- _Task_
Repeat every entry below word for word, keeping the same order and line breaks.

- _Records for processing_
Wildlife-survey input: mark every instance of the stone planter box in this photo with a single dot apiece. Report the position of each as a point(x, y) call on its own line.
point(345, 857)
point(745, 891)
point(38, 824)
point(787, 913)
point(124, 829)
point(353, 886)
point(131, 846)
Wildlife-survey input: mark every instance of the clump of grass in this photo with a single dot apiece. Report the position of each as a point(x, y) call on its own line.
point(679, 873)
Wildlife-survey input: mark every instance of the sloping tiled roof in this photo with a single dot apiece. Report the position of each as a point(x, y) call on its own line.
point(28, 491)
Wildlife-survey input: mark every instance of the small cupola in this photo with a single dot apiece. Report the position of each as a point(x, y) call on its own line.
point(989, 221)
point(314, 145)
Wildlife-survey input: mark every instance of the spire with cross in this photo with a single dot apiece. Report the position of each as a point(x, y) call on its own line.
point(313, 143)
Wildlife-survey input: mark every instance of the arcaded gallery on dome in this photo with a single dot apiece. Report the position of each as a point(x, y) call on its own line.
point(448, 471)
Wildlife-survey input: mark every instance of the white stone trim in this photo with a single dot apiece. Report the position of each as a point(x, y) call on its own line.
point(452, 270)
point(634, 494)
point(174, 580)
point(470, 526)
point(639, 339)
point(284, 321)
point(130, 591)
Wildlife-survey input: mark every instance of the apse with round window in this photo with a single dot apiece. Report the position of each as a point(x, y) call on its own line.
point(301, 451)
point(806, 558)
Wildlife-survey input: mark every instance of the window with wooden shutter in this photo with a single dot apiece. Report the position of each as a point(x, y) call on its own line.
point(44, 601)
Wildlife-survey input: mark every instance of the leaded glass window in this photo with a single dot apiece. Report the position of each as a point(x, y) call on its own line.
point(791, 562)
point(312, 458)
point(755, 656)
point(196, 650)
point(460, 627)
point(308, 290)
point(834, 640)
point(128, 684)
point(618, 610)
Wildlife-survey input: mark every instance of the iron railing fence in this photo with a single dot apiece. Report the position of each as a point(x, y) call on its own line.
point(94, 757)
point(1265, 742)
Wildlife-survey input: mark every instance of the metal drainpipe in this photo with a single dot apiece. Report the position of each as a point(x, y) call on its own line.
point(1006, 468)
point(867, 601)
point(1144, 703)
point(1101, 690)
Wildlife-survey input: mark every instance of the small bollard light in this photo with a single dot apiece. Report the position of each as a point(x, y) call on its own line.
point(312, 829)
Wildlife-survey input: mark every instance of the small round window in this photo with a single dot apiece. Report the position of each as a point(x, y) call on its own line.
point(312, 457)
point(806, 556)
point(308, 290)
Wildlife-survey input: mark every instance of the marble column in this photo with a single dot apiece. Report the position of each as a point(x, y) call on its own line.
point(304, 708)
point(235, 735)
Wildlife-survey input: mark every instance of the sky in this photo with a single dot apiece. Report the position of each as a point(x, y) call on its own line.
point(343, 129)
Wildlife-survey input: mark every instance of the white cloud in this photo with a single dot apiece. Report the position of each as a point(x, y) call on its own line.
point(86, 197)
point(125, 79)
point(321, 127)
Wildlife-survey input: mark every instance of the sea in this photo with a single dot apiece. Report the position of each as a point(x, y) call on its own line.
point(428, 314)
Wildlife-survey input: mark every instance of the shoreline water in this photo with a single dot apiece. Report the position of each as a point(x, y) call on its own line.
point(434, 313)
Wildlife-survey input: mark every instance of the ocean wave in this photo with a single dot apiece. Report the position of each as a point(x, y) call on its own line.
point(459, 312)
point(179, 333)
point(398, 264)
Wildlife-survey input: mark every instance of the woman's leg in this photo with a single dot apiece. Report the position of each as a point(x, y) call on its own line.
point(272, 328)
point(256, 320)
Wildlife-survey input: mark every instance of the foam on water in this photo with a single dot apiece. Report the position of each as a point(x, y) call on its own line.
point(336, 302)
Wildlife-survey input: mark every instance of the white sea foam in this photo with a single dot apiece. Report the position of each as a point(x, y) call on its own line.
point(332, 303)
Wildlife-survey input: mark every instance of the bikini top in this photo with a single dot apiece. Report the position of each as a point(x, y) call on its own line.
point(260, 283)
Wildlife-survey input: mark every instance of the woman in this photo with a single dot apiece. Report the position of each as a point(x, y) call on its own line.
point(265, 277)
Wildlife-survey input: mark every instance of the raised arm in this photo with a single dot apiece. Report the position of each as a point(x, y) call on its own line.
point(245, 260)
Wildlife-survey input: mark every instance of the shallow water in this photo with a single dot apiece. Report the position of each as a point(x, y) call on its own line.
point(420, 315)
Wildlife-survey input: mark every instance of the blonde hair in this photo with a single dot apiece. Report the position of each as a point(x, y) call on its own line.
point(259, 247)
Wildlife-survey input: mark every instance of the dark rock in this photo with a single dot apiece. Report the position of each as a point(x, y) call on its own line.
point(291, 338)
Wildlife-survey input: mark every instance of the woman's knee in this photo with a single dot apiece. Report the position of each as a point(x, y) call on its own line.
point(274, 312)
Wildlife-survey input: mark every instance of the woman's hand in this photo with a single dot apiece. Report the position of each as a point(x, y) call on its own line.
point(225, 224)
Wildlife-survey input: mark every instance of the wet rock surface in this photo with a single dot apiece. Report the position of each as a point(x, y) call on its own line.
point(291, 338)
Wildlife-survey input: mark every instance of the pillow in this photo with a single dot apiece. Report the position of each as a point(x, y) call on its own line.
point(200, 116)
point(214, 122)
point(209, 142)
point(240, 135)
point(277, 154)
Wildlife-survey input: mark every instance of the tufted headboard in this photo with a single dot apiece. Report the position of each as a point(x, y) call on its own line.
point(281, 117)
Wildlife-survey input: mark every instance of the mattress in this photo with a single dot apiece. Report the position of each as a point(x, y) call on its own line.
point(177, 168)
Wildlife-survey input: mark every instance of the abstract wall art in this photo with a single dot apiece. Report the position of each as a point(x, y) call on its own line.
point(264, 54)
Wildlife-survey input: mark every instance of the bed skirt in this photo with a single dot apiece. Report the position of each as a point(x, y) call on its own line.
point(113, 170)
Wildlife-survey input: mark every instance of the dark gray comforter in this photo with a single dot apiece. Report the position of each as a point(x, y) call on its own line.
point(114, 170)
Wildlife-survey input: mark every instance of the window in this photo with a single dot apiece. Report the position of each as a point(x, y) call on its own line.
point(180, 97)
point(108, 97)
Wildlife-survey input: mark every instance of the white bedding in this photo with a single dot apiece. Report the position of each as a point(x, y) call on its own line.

- _The response_
Wildlife-survey input: mark every instance of the stone planter box in this photo with a single dot apiece. Report the position of each as a point(x, y) call on its own line.
point(345, 857)
point(745, 891)
point(38, 824)
point(787, 913)
point(124, 829)
point(353, 886)
point(131, 846)
Wildlife-survey input: mark every instance of the clump of grass in this photo with a single dot apiece. Report the position of each as a point(x, y) call on its own line.
point(679, 873)
Wildlife-survey input: mark every instance of the sloping tiled roof in this photo with a single dot apiece. Report the position of each as a point(x, y) call on its own line.
point(28, 491)
Wildlife-survey input: mark every instance of the small cupola in this photo with a single dot apiece. Report the position of each as a point(x, y) call on its own line.
point(989, 221)
point(314, 145)
Wildlife-survey input: mark every instance of the spire with cross in this photo with a single dot apiece. Report the position of each as a point(x, y) call on its own line.
point(313, 143)
Wildlife-survey input: mark every instance of the arcaded gallery on dome in this photo with a single dot apiece. Report the position of each as a point(x, y) call on its own line.
point(448, 471)
Wildlife-survey input: mark every instance of the white stone trim in this photo with a single dot apiece. Report the position of each as a point(x, y) call on its own line.
point(452, 270)
point(634, 494)
point(174, 580)
point(470, 526)
point(639, 339)
point(284, 321)
point(130, 591)
Wildlife-survey input: mark every instance of the apse with round window in this photo with a single dot apiece. Report the position of each as a point(x, y) call on its own line.
point(301, 451)
point(806, 558)
Wildlife-survey input: mark every instance of the window with wooden shutter in this photo with a single dot apiece. Report the position of each as a point(x, y) call on its own line.
point(44, 601)
Wildlife-survey input: mark every instance of the leaded glass window in this photo with a single dot apiece. Report the position of each as a point(x, y) call on its own line.
point(791, 562)
point(312, 458)
point(755, 656)
point(196, 650)
point(460, 627)
point(308, 290)
point(834, 640)
point(128, 684)
point(618, 610)
Wildlife-survey input: mark every instance of the iron railing fence in this photo with a single dot apiece. Report the position of each as a point(x, y) call on its own line.
point(94, 757)
point(1265, 742)
Wildlife-survey input: mark every instance of the metal drainpipe in this photo with a single dot apiece. Report the position of each as a point(x, y) call on its own line.
point(1006, 468)
point(867, 601)
point(1144, 703)
point(1101, 690)
Wildlife-survey input: mark every instance of the small bollard light in this photo with a single dot apiece. Report the position of each as a point(x, y) call on its own line.
point(312, 829)
Wildlife-survey input: mark every instance of the small round window in this photo with a single dot apiece. Report the position of each as a point(x, y) call on its own line.
point(312, 457)
point(806, 556)
point(308, 290)
Wildlife-survey input: mark every instance of the marble column in this photo with a single dot apiece. Report the position of each as a point(x, y) call on its own line.
point(304, 708)
point(235, 735)
Wildlife-survey input: mark every instance of the sky in this photo with a single dot apiece. Report the position of each as a point(x, y) call on its own line.
point(343, 129)
Wildlife-survey input: mark every instance of the white cloud in this photo with a single dot apiece. Report the position of each as a point(x, y) call on its own line.
point(86, 197)
point(125, 79)
point(321, 127)
Wildlife-survey input: mark every instance of the sea in this photo with a single dot apiece. Report the position of each as a point(x, y) call on its own line.
point(428, 314)
Wildlife-survey input: mark every instance of the shoreline water in this photo with a single dot apiece. Report the position of each as a point(x, y) call on its own line.
point(434, 313)
Wildlife-survey input: mark every instance of the ocean wave in this photo with a single dot apiece. Report the position of each as a point(x, y) call on its own line.
point(459, 312)
point(179, 333)
point(398, 264)
Wildlife-survey input: mark every instance of the woman's leg in this photo with a single dot apiece. Report the position of each as a point(x, y) call on its own line.
point(272, 328)
point(256, 320)
Wildlife-survey input: mark every instance of the foam on water in this photo with a single dot apiece. Report the position of each as a point(x, y) call on its own line.
point(336, 302)
Wildlife-survey input: mark every instance of the white sea foam in this photo with a single dot apiece. Report the position of each as a point(x, y) call on its own line.
point(332, 303)
Wildlife-survey input: mark every instance of the bikini top in this photo with a single dot apiece. Report the position of each as a point(x, y) call on its own line.
point(260, 283)
Wildlife-survey input: mark every instance of the woman in this photo with a single dot apiece. Report the position of each as a point(x, y) call on its own line.
point(265, 277)
Wildlife-survey input: mark every instance of the raised arm in this photo with a single dot apiece. Report the position of each as a point(x, y) call on its own line.
point(245, 260)
Wildlife-survey input: mark every instance of the shallow water in this photo with a single dot apiece. Report the position of each as a point(x, y) call on its own line.
point(420, 315)
Wildlife-survey input: mark every instance of the blonde hair in this photo with a single dot apiece. Report the position of each as a point(x, y) call on its own line.
point(259, 247)
Wildlife-survey input: mark every instance of the dark rock in this photo with a single dot apiece. Report the position of each as a point(x, y) call on its own line.
point(291, 338)
Wildlife-survey input: mark every instance of the woman's knee in this photo with a single dot apiece. Report the position of each as a point(x, y) call on its own line.
point(274, 312)
Wildlife-survey input: mark every instance of the woman's hand in this photo with a single dot apiece. Report the position of each as a point(x, y) call on its own line.
point(225, 224)
Wildlife-survey input: mark every instance of the wet rock surface in this photo with a single dot apiece. Report the position of each as a point(x, y) call on its own line.
point(291, 338)
Wildlife-survey input: mark every instance of the pillow in this photo with a single dot apiece. Report the position of each as a point(x, y) call on its own line.
point(200, 116)
point(214, 122)
point(209, 142)
point(240, 135)
point(277, 154)
Wildlife-survey input: mark every instance of the tufted headboard in this photo with a single dot apiece. Report the position of each as a point(x, y) call on its own line.
point(281, 117)
Wildlife-survey input: mark every instance of the mattress in this photo with a single dot apiece. Report the position of each as a point(x, y) call on its own line.
point(177, 168)
Wildlife-survey input: mark every instance of the abstract wall art in this photo with a single dot apiece. Report the position of each as a point(x, y) call on its own line.
point(264, 54)
Wildlife-survey input: mark every instance of the bed skirt in this photo with a single dot apiece. Report the position of each as a point(x, y) call on its own line.
point(113, 170)
Wildlife-survey input: mark every instance of the dark gray comforter in this photo with a single dot apiece. Report the position of each as a point(x, y) call on its own line.
point(114, 170)
Wildlife-survey input: mark every instance of the window in this photo with a single dot apiece. Report the position of each as a point(x, y) call on its own line.
point(180, 97)
point(108, 97)
Wildlife-survey input: mark every instance of the white bedding in this photo with a single dot apiece. Report the position of each as a point(x, y) call on its own line.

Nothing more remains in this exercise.